- Текст страницы
-------------------------
Кирилл Петренко, Гарри Купфер и Со

«Леди Макбет Мценского уезда» в Баварской опере

Откровенно говоря, какой объект реализма может содержаться в огромном ржавом заводском контейнере-подъемнике, кочующем вверх-вниз вместе с Катериной? Если бы Гарри Купфер стремился прослыть реалистом, он упрятал бы скучающую Катерину в добротный купеческий дом. Подобие спальни, решенной с условной театральностью «сцены в сцене», представило собой открытый железный каркас как символ (клетки, роковой судьбы, унижения, возможно ржавеющей от не-востребованности души Катерины). Режиссер подразумевал некую «старую верфь, где ранее ремонтировались или утилизировались суда. Огромный зал, в котором остался железный каркас, еще не сданный в металлолом – это и есть место бегства Катерины, своего рода ее временное убежище».

В юбилейный год Дмитрия Шостаковича Баварская опера впервые поставила «Леди Макбет Мценского уезда». Премьера состоялась 28 ноября 2016 года. Кирилл Петренко обратился к опусу молодого 26-летнего композитора. Мюнхенского маэстро заинтересовала первозданная, еще не отредактированная версия 1932 года, удачно названная Л. Акопяном «нулевой» — та самая «запрещенная» версия, спасённая от забвения Мстиславом Ростроповичем, передавшим партитуру гамбургскому издательству Г. Сикорского.
-------------------------
- Набор данных
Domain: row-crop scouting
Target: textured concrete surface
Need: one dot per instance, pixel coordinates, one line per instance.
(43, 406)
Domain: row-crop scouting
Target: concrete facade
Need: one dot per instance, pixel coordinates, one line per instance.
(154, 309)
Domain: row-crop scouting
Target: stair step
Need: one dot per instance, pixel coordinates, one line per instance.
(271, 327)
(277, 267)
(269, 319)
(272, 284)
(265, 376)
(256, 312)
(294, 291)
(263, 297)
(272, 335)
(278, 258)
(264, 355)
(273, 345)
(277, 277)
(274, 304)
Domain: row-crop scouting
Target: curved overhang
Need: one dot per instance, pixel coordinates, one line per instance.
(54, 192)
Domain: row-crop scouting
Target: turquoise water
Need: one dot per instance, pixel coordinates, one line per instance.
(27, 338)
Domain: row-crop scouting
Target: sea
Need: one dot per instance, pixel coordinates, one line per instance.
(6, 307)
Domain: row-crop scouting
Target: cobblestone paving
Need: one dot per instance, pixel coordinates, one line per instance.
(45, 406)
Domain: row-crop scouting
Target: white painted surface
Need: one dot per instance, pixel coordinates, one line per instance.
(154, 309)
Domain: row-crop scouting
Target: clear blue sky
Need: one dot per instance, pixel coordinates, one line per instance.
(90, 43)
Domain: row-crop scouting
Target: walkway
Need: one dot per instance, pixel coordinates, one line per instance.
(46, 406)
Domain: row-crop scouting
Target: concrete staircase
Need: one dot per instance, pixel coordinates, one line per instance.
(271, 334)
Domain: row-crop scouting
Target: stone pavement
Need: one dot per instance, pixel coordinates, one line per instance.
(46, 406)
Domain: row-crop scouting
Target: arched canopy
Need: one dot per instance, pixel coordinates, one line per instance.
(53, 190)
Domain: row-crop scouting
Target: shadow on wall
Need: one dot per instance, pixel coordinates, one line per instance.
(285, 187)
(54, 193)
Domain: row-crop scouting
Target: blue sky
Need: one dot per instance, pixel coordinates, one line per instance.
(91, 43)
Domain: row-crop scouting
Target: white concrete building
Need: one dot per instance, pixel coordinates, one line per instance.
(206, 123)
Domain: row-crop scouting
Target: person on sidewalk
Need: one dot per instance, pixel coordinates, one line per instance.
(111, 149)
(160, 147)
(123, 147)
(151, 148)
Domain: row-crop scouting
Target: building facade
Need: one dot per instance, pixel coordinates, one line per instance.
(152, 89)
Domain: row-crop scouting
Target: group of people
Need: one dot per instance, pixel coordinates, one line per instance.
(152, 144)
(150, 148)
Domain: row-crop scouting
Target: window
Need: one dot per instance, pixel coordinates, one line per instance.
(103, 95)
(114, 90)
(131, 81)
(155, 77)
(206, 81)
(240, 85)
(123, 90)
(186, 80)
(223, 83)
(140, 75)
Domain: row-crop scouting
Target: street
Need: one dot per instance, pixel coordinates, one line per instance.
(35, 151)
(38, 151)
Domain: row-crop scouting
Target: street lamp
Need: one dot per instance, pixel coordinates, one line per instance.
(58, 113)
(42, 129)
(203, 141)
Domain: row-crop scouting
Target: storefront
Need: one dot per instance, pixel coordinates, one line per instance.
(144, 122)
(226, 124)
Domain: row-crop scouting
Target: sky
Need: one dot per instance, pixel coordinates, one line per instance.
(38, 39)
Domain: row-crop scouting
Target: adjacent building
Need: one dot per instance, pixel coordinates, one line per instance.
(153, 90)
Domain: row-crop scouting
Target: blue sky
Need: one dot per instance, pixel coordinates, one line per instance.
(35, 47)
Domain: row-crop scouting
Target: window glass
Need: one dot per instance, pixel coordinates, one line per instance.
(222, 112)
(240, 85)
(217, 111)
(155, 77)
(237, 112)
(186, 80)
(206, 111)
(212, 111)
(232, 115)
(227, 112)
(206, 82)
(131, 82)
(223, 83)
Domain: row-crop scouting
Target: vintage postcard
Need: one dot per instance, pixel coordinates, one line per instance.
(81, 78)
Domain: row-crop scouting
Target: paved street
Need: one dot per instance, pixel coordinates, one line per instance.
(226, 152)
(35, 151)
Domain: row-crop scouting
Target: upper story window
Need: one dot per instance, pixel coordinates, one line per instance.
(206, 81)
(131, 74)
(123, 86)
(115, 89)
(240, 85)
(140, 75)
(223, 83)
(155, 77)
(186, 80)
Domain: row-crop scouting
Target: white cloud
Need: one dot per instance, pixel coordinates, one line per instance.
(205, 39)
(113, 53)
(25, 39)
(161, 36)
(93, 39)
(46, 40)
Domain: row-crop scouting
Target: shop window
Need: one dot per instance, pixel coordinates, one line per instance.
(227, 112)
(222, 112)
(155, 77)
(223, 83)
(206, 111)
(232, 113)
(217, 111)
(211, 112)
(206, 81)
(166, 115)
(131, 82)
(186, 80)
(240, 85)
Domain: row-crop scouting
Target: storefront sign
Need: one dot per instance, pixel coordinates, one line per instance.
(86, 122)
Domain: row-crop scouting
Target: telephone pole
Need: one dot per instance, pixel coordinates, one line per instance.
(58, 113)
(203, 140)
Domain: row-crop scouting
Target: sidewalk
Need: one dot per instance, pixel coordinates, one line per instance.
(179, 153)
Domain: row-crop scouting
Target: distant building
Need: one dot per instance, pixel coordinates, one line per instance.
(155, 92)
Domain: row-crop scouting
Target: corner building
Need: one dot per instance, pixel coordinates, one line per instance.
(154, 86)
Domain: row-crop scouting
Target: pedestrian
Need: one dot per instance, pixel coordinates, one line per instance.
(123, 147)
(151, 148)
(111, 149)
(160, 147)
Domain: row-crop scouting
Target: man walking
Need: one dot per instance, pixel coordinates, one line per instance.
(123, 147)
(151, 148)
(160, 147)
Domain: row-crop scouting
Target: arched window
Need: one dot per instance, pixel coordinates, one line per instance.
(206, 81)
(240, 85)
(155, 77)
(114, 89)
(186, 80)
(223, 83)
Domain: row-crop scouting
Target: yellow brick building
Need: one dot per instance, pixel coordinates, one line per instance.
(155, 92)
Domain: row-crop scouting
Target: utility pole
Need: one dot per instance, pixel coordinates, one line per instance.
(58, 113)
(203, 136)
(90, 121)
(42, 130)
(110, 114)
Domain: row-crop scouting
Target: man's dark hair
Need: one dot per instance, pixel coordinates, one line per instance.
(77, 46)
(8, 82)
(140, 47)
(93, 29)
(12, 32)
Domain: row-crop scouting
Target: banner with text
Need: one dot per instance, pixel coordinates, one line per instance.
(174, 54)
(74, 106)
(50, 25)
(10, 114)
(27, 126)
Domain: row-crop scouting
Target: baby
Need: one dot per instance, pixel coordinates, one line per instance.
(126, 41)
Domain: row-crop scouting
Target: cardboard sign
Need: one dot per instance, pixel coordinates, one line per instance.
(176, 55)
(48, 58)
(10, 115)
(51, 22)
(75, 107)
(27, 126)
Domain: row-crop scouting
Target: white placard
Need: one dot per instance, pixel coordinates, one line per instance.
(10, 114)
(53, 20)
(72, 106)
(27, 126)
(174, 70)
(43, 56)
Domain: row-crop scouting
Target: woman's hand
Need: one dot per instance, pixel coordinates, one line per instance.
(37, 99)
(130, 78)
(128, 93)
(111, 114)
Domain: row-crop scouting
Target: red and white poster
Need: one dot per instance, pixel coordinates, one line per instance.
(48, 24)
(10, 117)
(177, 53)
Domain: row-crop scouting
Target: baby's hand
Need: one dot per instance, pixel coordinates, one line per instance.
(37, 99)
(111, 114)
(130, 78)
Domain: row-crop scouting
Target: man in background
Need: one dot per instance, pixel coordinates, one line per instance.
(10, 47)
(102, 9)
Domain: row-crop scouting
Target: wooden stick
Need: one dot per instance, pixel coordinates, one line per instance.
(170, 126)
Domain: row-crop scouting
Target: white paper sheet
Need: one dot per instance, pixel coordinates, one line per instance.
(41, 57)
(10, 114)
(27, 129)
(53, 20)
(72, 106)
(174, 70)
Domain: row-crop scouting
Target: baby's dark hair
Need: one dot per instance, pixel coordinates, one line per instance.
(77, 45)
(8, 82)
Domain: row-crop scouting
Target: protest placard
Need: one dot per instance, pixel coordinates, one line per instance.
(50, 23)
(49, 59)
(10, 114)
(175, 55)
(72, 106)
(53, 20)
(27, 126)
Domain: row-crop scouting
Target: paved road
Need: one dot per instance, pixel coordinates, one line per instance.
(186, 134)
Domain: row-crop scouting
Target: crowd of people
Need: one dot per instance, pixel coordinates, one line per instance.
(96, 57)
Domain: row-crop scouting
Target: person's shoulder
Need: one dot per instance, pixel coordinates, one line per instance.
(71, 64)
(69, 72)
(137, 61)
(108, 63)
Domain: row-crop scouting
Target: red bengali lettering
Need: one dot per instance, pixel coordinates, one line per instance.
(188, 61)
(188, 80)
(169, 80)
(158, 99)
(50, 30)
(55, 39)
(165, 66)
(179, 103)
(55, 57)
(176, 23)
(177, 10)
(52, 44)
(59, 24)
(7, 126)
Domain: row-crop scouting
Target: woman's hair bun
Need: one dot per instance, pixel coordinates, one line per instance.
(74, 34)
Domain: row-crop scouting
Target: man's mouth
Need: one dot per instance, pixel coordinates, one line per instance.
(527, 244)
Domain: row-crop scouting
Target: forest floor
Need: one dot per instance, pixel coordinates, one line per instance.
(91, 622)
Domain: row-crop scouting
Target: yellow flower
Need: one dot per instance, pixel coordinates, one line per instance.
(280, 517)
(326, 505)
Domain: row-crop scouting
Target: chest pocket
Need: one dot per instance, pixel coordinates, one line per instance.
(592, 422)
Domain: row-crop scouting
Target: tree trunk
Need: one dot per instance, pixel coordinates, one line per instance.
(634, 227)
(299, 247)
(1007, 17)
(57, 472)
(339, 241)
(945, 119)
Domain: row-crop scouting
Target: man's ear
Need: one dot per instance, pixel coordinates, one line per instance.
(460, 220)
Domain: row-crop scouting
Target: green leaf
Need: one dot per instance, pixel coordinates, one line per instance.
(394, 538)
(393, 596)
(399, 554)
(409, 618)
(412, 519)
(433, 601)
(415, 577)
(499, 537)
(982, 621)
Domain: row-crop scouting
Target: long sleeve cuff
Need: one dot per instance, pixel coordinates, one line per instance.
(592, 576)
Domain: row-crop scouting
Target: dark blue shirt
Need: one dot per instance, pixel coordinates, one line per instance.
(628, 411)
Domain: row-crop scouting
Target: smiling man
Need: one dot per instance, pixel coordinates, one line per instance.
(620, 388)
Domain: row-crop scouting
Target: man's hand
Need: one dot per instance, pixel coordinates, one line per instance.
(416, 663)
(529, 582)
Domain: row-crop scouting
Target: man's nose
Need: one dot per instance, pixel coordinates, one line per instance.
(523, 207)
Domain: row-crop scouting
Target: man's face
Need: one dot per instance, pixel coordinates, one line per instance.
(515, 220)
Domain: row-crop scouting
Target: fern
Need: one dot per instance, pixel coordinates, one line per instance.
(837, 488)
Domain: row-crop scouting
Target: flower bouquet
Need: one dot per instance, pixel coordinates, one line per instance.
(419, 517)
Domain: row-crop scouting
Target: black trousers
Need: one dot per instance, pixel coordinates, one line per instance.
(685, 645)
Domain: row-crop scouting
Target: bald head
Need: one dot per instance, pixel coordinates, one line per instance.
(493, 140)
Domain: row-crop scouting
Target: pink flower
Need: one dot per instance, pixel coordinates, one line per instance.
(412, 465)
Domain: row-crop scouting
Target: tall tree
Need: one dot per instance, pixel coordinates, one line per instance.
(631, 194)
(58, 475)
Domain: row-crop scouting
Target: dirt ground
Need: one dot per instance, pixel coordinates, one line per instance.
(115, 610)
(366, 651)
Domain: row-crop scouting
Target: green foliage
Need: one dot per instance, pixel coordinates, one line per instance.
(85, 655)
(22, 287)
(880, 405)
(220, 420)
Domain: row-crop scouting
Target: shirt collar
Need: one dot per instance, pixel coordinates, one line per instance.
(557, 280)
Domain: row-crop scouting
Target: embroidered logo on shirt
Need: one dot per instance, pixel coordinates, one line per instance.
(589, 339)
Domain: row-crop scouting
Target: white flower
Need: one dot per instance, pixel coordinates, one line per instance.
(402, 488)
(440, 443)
-------------------------
Когда, согласно тексту страницы, состоялась премьера «Леди Макбет Мценского уезда» в Баварской опере? Записи никак не связаны с текстом страницы.

Премьера состоялась 28 ноября 2016 года.